**Given information:**
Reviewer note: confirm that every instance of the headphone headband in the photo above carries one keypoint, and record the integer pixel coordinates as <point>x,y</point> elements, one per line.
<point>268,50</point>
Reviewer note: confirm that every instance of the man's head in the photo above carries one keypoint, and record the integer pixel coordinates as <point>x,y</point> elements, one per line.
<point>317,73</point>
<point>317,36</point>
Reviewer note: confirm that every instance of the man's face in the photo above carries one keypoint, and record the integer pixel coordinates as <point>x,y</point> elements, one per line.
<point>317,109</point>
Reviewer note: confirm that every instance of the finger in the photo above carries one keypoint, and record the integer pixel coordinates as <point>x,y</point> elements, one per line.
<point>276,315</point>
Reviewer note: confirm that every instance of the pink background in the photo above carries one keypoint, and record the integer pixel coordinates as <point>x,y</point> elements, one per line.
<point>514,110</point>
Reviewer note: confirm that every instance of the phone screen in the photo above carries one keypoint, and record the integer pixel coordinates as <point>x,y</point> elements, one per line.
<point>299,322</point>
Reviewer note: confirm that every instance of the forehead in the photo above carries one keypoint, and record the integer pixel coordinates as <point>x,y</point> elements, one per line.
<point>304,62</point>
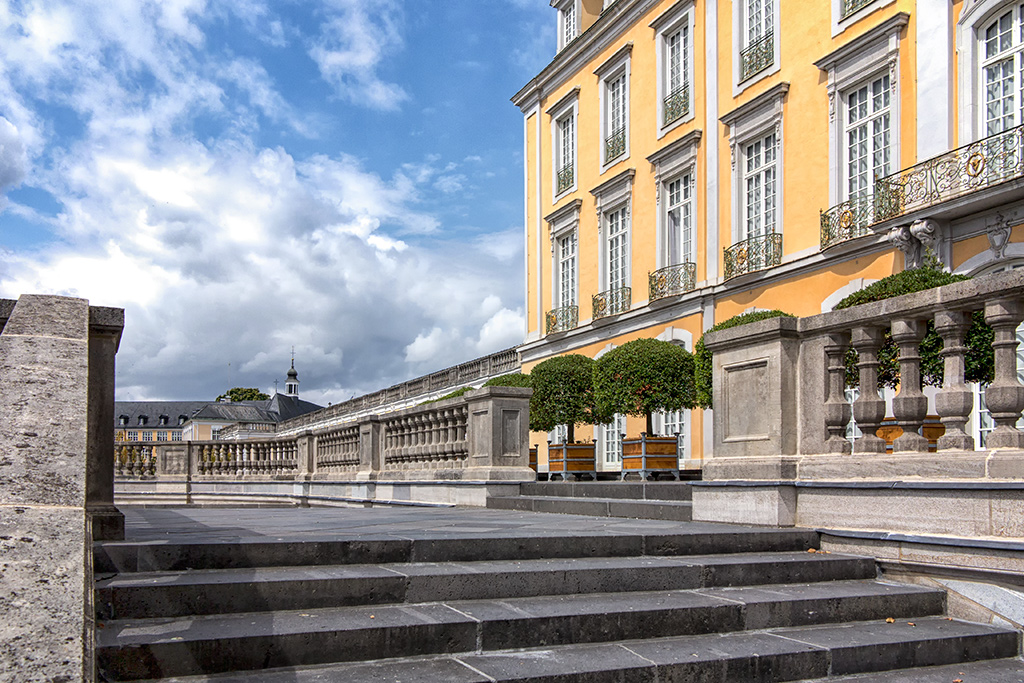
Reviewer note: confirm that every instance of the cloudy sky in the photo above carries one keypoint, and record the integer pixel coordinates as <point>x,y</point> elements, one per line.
<point>244,176</point>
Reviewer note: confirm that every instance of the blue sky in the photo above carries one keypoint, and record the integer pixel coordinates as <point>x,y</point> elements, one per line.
<point>342,176</point>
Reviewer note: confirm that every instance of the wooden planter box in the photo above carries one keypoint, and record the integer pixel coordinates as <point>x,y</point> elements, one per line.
<point>565,460</point>
<point>650,456</point>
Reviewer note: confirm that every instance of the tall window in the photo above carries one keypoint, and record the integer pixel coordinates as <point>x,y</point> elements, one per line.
<point>565,153</point>
<point>867,136</point>
<point>677,87</point>
<point>679,220</point>
<point>619,248</point>
<point>614,142</point>
<point>1001,67</point>
<point>567,270</point>
<point>759,186</point>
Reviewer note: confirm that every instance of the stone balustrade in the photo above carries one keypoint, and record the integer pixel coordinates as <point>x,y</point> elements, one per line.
<point>481,436</point>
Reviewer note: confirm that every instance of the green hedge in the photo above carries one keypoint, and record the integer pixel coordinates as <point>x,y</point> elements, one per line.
<point>702,358</point>
<point>642,377</point>
<point>979,358</point>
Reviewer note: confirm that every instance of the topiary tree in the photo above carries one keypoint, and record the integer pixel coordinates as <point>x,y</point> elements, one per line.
<point>642,377</point>
<point>979,359</point>
<point>563,393</point>
<point>512,379</point>
<point>702,358</point>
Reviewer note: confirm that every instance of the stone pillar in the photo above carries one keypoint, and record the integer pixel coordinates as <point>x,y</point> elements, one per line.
<point>47,487</point>
<point>371,449</point>
<point>837,409</point>
<point>869,409</point>
<point>955,400</point>
<point>910,404</point>
<point>104,336</point>
<point>1005,396</point>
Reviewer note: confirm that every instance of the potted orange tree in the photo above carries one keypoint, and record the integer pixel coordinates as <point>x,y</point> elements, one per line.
<point>563,394</point>
<point>640,378</point>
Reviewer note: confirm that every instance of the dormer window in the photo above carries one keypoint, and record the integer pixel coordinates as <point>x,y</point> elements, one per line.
<point>568,23</point>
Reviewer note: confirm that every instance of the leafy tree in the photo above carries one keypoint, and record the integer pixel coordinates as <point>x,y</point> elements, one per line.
<point>642,377</point>
<point>979,358</point>
<point>563,393</point>
<point>702,358</point>
<point>243,393</point>
<point>512,379</point>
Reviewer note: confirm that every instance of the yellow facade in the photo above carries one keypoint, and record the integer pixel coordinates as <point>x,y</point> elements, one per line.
<point>801,79</point>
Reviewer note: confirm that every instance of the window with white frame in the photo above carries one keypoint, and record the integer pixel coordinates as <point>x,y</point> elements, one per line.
<point>567,269</point>
<point>610,440</point>
<point>1001,70</point>
<point>565,152</point>
<point>760,189</point>
<point>868,135</point>
<point>568,23</point>
<point>679,219</point>
<point>617,247</point>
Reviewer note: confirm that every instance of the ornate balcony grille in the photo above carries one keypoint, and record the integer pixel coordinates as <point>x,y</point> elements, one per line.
<point>850,6</point>
<point>561,319</point>
<point>757,56</point>
<point>672,281</point>
<point>612,302</point>
<point>614,144</point>
<point>846,220</point>
<point>988,162</point>
<point>565,178</point>
<point>757,253</point>
<point>677,104</point>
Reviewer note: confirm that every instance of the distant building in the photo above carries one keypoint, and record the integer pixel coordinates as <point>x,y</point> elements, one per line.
<point>200,421</point>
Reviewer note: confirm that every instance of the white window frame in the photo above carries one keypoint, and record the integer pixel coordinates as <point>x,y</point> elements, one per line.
<point>749,123</point>
<point>614,68</point>
<point>841,24</point>
<point>563,222</point>
<point>740,41</point>
<point>566,34</point>
<point>676,18</point>
<point>861,60</point>
<point>671,162</point>
<point>974,18</point>
<point>566,108</point>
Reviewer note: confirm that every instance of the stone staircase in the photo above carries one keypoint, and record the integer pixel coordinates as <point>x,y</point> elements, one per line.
<point>650,500</point>
<point>678,602</point>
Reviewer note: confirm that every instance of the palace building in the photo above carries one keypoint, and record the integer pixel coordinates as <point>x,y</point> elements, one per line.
<point>690,160</point>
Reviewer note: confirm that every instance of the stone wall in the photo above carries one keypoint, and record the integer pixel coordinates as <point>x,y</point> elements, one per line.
<point>56,370</point>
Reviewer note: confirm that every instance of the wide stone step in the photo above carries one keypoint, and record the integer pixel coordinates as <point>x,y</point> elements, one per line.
<point>597,507</point>
<point>144,648</point>
<point>637,491</point>
<point>224,591</point>
<point>779,654</point>
<point>697,539</point>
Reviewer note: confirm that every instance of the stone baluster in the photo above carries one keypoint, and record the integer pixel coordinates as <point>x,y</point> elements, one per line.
<point>910,404</point>
<point>869,409</point>
<point>1005,396</point>
<point>837,408</point>
<point>955,400</point>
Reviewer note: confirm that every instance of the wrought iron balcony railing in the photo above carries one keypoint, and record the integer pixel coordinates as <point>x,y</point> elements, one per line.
<point>565,178</point>
<point>614,144</point>
<point>677,104</point>
<point>757,56</point>
<point>753,254</point>
<point>672,280</point>
<point>846,220</point>
<point>850,6</point>
<point>612,302</point>
<point>561,319</point>
<point>988,162</point>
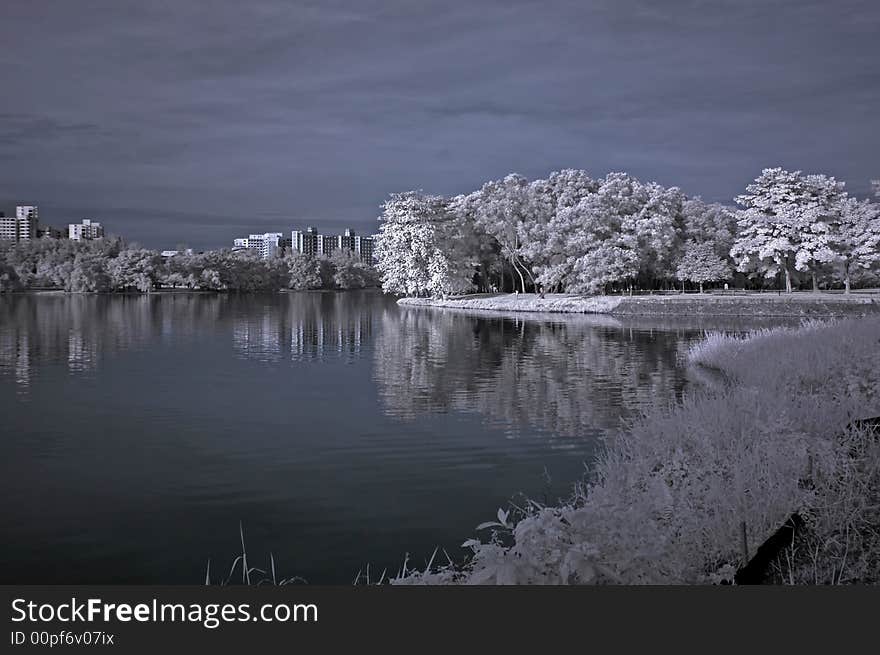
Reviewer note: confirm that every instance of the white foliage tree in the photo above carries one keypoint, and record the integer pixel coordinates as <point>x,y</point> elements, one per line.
<point>504,210</point>
<point>784,224</point>
<point>416,250</point>
<point>712,222</point>
<point>700,264</point>
<point>856,238</point>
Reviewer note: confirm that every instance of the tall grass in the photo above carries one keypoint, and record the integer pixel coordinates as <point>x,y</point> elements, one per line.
<point>689,490</point>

**Stated exercise:** Copy all of the material above word for word, leaving the pictures out.

**Exercise response:**
Reviewer note: confirm that every instance of the headphone headband in the photo above carries one keypoint, and record the integer pixel coordinates as <point>x,y</point> elements, one per line.
<point>268,50</point>
Reviewer note: confirm that every instance of the man's head in the photo above carries one keypoint, and record the integer pixel coordinates as <point>x,y</point> elements, one per line.
<point>317,73</point>
<point>317,36</point>
Reviewer note: confirm that every instance of the man's face in the photo above carries one keypoint, and record the integer pixel coordinates as <point>x,y</point> elements, one per line.
<point>317,109</point>
Reviewer note: confirm that every instance of the finger in the photo above carries one keypoint, and record the integer pixel coordinates as <point>x,y</point> elements, one per line.
<point>276,315</point>
Reviewer note: confirm that every instance of the pink background in the photo above carries one keypoint, and record the integer pixel coordinates as <point>x,y</point> elements, one per line.
<point>514,110</point>
Reviewer note: confirm that every instance of the phone screen in the photo above carries one keypoint, and record the integer pixel coordinates as <point>x,y</point> elements, one per line.
<point>299,322</point>
Reviewer note: confirm that every instance of the forehead in the photo above carries one keypoint, and record the integer pixel coordinates as <point>x,y</point> elements, one per line.
<point>304,62</point>
Reviewer note: confirm that every instance of the cloudy sky in the photo above carries one keypoint, and record the integer pixel coordinates as <point>x,y</point> elements, one per line.
<point>244,176</point>
Reviewer note: confirm that every instance of the blue sky in the photo above carries one keypoint, and record the integer pixel coordinates as <point>x,y</point> elements, one per line.
<point>342,176</point>
Reviewer note: confirm that every instance of the wooden planter box in the photo above carries one keypoint, and record the integer pixel coordinates as <point>x,y</point> elements, one per line.
<point>565,460</point>
<point>650,456</point>
Reviewer note: confirm that every instance of the tall window in the photo above carries one keypoint, and record the integer pixel coordinates as <point>x,y</point> elements, one per line.
<point>565,153</point>
<point>867,136</point>
<point>677,87</point>
<point>679,220</point>
<point>619,248</point>
<point>614,142</point>
<point>1001,67</point>
<point>567,270</point>
<point>759,186</point>
Reviewer note: confirm that every instance of the stone balustrade in the photo above carries one keypoint, and record the integer pixel coordinates as <point>x,y</point> elements, one per line.
<point>481,436</point>
Reviewer note: confirm that every instance of the green hedge in the photo above carries one keypoint, and record the integer pixel coordinates as <point>x,y</point> elements, one per line.
<point>702,358</point>
<point>642,377</point>
<point>979,358</point>
Reviewer note: confirm that every instance of the topiary tree in the photo above carries one keypoint, and record the integer pixel coordinates as <point>x,y</point> elements, one per line.
<point>642,377</point>
<point>979,359</point>
<point>563,393</point>
<point>512,379</point>
<point>702,358</point>
Reviewer note: confirm that every instance of the stone pillar in the photo above carries one keypoint, and record the integer pixel coordinates as <point>x,y</point> elements, one per line.
<point>47,487</point>
<point>371,449</point>
<point>837,409</point>
<point>869,409</point>
<point>955,400</point>
<point>910,404</point>
<point>104,336</point>
<point>1005,396</point>
Reviewer note: confirm that every instance of the potted orange tree in the photo above carries one keypoint, and record the integer pixel coordinates as <point>x,y</point> elements, one per line.
<point>563,394</point>
<point>640,378</point>
Reviewer note: confirm that every instance of the dormer window in the photo above carries one keypoint, and record the integer pixel coordinates as <point>x,y</point> elements, one per line.
<point>568,23</point>
Reviewer note: confirm that every instance of the leafy tree in the photo above carries one keypoint, and record the integer pixel coordinates as <point>x,y</point> elements, one per line.
<point>642,377</point>
<point>979,358</point>
<point>563,393</point>
<point>702,358</point>
<point>243,393</point>
<point>512,379</point>
Reviewer note: confirm that every instance of the yellow facade in the photo above carries one keypoint, and record the integer pixel coordinates as <point>x,y</point> elements, one per line.
<point>801,79</point>
Reviewer note: confirm that every instance of the window with white frame in the photo above carries one keypoint, and record the integer pixel coordinates as <point>x,y</point> elements, one per line.
<point>567,269</point>
<point>610,440</point>
<point>1001,70</point>
<point>565,152</point>
<point>760,189</point>
<point>868,135</point>
<point>568,23</point>
<point>679,219</point>
<point>617,247</point>
Reviewer note: confirm that every instance of the ornate balcony grille in the photo above carries one keypoint, and record the integer pixel coordinates as <point>x,y</point> elements, one per line.
<point>850,6</point>
<point>561,319</point>
<point>757,56</point>
<point>672,281</point>
<point>612,302</point>
<point>614,144</point>
<point>846,220</point>
<point>988,162</point>
<point>565,178</point>
<point>757,253</point>
<point>677,104</point>
Reviewer note: confirm that every instance of the distant building in the photo above carries one keypoint, and record the integer pixel coordinates as <point>x,y</point> elements, one per line.
<point>200,421</point>
Reviewer note: confirm that every instance of the white window frame in the photo above carries one keypoint, and record the integer pixel coordinates as <point>x,y</point> elements, one per line.
<point>749,123</point>
<point>614,68</point>
<point>841,24</point>
<point>563,222</point>
<point>740,41</point>
<point>566,34</point>
<point>676,18</point>
<point>861,60</point>
<point>671,162</point>
<point>974,18</point>
<point>566,108</point>
Reviewer note: confirm that every instance of the stone staircase in the photo above carries one keypoint, and record the integer pixel coordinates as <point>x,y</point> elements, one per line.
<point>650,500</point>
<point>678,602</point>
Reviewer note: confirm that every instance of the palace building in the photo above carries one keypoint, and record the integer pixel coordinates as <point>x,y</point> elements, one per line.
<point>690,160</point>
Reviewer note: confirm that every instance of the stone wall in the photo above carries one keypoint, and record the integer pixel coordinates as <point>x,y</point> elements, one per line.
<point>56,370</point>
Reviewer note: confirm that every instance of the wide stone step in the photo above carries one keypoint, and record the integer pixel coordinates as <point>x,y</point> elements, one per line.
<point>597,507</point>
<point>144,648</point>
<point>637,491</point>
<point>224,591</point>
<point>779,654</point>
<point>697,539</point>
Reviewer note: confirm that every instance of the stone baluster in the photo above carries one keypoint, and record the integer pixel coordinates as <point>x,y</point> elements, one per line.
<point>910,404</point>
<point>869,409</point>
<point>1005,396</point>
<point>837,408</point>
<point>955,400</point>
Reviewer note: confirm that every instance of the wrought iron balcony railing in the photo above carries one keypoint, and record the integer pixel coordinates as <point>x,y</point> elements, one per line.
<point>565,178</point>
<point>614,144</point>
<point>677,104</point>
<point>757,56</point>
<point>753,254</point>
<point>672,280</point>
<point>846,220</point>
<point>850,6</point>
<point>612,302</point>
<point>561,319</point>
<point>988,162</point>
Reviewer note: confirm that every instance of the white foliage tree in the photo above carries one keypoint, and record the integer pixel coordinates as <point>x,y</point> elements, one per line.
<point>504,210</point>
<point>784,224</point>
<point>416,250</point>
<point>712,222</point>
<point>700,264</point>
<point>856,238</point>
Reviewer note: confirm that every instance of the tall grass in the photo above carries one keypoint, and record the integer pixel coordinates as <point>x,y</point> elements, one per line.
<point>689,490</point>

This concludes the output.